Supplied entries =
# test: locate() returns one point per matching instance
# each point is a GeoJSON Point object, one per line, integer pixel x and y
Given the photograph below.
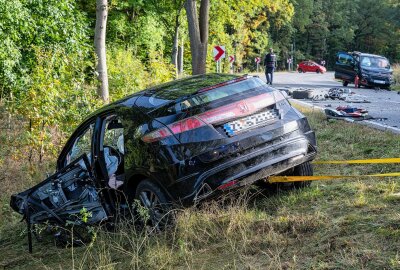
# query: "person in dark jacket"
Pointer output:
{"type": "Point", "coordinates": [269, 62]}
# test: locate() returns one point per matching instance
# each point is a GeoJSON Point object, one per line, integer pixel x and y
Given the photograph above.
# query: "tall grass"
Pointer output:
{"type": "Point", "coordinates": [396, 76]}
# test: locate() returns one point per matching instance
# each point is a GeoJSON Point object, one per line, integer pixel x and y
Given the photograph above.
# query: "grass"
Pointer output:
{"type": "Point", "coordinates": [396, 77]}
{"type": "Point", "coordinates": [345, 224]}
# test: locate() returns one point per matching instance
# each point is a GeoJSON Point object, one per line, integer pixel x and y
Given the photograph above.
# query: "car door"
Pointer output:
{"type": "Point", "coordinates": [109, 151]}
{"type": "Point", "coordinates": [345, 67]}
{"type": "Point", "coordinates": [67, 197]}
{"type": "Point", "coordinates": [62, 197]}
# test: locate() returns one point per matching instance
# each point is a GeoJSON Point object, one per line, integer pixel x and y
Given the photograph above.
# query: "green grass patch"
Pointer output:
{"type": "Point", "coordinates": [341, 224]}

Work to be completed =
Every line in the entries above that has the word "grass" should be identified and copied.

Completed task =
# query: "tall grass"
# query: "grass"
# query: "green grass patch"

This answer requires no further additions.